Count the lines in the records below that contain the string "rear". Reply with the number only.

------ Data shown ------

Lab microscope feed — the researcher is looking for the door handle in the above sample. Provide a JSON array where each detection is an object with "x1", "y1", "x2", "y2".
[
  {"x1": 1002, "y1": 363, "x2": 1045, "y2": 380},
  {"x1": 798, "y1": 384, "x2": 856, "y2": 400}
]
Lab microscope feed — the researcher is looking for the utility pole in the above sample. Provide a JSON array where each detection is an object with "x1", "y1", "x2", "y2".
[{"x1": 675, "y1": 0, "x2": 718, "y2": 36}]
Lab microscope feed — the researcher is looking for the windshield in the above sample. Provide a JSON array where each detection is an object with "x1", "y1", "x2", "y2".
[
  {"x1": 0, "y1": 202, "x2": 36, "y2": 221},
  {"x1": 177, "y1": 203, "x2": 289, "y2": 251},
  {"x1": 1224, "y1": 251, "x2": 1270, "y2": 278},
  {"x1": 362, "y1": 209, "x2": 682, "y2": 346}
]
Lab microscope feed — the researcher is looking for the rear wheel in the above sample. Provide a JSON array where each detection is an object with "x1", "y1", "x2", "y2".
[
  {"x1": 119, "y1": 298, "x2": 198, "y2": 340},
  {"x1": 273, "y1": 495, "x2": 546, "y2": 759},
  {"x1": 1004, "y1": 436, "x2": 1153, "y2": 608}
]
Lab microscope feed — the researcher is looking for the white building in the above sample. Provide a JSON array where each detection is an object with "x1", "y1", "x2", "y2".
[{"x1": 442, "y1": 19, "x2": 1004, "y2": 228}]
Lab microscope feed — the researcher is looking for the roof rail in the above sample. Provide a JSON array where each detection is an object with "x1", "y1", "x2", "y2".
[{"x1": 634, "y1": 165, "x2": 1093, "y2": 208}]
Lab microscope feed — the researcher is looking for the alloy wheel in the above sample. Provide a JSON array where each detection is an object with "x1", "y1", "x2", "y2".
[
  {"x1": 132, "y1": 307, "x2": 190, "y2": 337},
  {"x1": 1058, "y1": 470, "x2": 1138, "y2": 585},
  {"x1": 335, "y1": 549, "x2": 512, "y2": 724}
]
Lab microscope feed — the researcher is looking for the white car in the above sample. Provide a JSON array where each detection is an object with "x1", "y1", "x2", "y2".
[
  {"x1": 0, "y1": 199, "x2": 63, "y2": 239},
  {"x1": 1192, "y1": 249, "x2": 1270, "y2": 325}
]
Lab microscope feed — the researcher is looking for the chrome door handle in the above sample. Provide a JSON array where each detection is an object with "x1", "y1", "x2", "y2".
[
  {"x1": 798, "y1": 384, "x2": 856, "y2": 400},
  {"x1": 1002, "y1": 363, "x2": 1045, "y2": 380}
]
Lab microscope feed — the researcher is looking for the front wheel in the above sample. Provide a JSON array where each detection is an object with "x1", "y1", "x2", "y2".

------

**Answer for the task**
1